→ Requirements:
Please pull out every line of the records below that contains the string "spotlight", matching case exactly.

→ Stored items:
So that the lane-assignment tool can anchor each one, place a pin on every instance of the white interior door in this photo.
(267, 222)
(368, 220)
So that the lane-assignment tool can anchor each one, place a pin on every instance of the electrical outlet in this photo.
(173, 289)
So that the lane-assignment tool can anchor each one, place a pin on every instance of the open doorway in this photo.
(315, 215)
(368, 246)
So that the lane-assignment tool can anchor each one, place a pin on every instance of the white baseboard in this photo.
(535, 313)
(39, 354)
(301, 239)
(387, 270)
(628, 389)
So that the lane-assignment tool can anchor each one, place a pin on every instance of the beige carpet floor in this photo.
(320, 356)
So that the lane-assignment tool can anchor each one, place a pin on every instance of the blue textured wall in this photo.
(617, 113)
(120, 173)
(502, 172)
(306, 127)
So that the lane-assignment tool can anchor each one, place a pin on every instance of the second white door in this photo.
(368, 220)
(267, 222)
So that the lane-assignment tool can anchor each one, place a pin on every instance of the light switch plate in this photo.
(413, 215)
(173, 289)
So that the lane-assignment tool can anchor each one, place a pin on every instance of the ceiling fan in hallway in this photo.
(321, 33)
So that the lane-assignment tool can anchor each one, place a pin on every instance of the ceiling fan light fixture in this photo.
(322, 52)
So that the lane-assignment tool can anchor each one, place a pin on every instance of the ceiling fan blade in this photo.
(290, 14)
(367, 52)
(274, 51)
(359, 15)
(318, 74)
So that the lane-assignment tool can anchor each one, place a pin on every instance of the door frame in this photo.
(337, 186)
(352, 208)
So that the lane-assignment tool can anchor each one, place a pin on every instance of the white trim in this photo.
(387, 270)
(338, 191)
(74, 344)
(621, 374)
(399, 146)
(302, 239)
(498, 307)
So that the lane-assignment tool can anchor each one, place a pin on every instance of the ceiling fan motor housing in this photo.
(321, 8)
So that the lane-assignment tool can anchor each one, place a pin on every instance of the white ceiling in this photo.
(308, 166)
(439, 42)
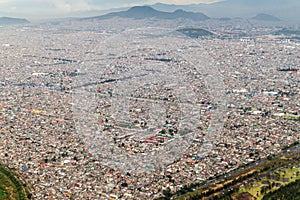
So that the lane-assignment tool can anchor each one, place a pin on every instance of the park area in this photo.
(11, 187)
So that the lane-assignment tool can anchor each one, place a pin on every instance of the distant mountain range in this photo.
(143, 12)
(265, 17)
(284, 9)
(12, 21)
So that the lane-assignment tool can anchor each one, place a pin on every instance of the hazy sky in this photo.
(44, 8)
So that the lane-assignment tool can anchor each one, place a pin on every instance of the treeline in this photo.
(291, 192)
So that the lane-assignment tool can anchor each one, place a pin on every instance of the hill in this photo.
(143, 12)
(284, 9)
(195, 32)
(12, 21)
(265, 17)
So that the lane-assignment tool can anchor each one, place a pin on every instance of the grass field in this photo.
(253, 182)
(11, 188)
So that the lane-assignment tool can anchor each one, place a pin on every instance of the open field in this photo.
(252, 183)
(11, 187)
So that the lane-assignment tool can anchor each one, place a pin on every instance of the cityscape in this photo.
(125, 108)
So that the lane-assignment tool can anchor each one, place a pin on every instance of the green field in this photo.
(11, 188)
(263, 181)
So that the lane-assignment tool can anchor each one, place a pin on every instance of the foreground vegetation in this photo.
(275, 178)
(11, 187)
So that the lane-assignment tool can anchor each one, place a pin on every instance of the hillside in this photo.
(12, 21)
(143, 12)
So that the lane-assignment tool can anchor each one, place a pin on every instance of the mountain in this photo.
(195, 32)
(12, 21)
(265, 17)
(284, 9)
(143, 12)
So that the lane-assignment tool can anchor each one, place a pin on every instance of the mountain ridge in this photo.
(143, 12)
(13, 21)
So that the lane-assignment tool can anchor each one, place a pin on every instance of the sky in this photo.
(62, 8)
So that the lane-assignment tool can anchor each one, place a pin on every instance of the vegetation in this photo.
(290, 191)
(11, 187)
(195, 32)
(254, 182)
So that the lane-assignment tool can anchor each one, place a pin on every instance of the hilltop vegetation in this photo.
(11, 187)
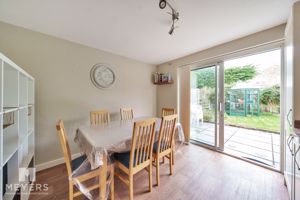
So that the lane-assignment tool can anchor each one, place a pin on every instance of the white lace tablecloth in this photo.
(96, 141)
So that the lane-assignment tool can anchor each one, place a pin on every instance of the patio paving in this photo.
(260, 146)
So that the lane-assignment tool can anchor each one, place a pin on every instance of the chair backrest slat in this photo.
(167, 111)
(99, 117)
(142, 142)
(166, 133)
(126, 113)
(65, 145)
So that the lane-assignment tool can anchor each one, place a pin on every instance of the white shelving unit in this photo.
(17, 128)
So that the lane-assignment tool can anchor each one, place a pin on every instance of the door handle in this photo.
(289, 140)
(288, 117)
(295, 158)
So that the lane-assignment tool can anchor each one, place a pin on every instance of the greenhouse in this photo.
(243, 102)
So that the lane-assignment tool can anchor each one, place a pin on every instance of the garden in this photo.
(246, 105)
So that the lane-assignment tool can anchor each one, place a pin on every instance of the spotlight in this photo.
(162, 4)
(171, 30)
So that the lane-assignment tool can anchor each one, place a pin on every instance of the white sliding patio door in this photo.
(205, 105)
(235, 106)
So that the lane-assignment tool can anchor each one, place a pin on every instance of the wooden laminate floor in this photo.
(199, 174)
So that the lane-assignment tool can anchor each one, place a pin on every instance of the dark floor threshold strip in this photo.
(257, 161)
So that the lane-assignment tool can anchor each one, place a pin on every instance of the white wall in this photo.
(63, 86)
(167, 95)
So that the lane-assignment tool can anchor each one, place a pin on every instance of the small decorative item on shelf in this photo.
(8, 119)
(29, 110)
(161, 79)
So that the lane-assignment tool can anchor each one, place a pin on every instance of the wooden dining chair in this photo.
(72, 165)
(163, 147)
(140, 156)
(126, 113)
(167, 111)
(99, 117)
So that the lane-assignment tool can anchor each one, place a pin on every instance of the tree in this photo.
(206, 76)
(270, 97)
(235, 74)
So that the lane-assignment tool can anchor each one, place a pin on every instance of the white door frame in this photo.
(220, 100)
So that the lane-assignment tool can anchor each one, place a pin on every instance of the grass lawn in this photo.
(266, 121)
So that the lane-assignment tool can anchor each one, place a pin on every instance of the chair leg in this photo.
(171, 163)
(157, 170)
(130, 187)
(103, 179)
(112, 183)
(150, 177)
(71, 190)
(173, 155)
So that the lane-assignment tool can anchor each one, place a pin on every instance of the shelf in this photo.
(10, 147)
(26, 160)
(10, 109)
(10, 86)
(164, 83)
(8, 196)
(30, 132)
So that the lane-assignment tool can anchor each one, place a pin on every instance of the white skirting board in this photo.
(53, 163)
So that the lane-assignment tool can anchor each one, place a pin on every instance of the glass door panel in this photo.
(203, 109)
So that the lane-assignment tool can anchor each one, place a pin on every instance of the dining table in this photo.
(100, 141)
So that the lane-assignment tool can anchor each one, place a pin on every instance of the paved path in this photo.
(251, 144)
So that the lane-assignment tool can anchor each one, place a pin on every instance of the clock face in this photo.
(102, 76)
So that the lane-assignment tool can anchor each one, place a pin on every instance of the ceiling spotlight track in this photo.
(173, 13)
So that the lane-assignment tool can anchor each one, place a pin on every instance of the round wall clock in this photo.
(102, 76)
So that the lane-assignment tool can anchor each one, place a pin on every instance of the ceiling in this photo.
(138, 29)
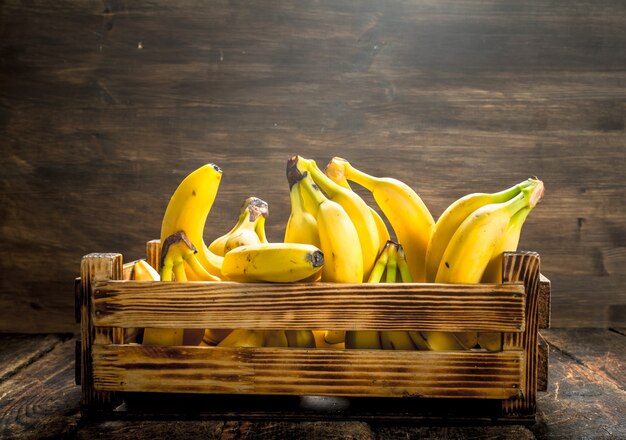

→ Answer for this exercise:
So that the lane-assignment tool can anchor each one, place a pin on every instance of the spotlight in this photo.
So that the lane-assignment tool can anchor each one, place a pin on every instance of the ceiling spotlight track in this photo.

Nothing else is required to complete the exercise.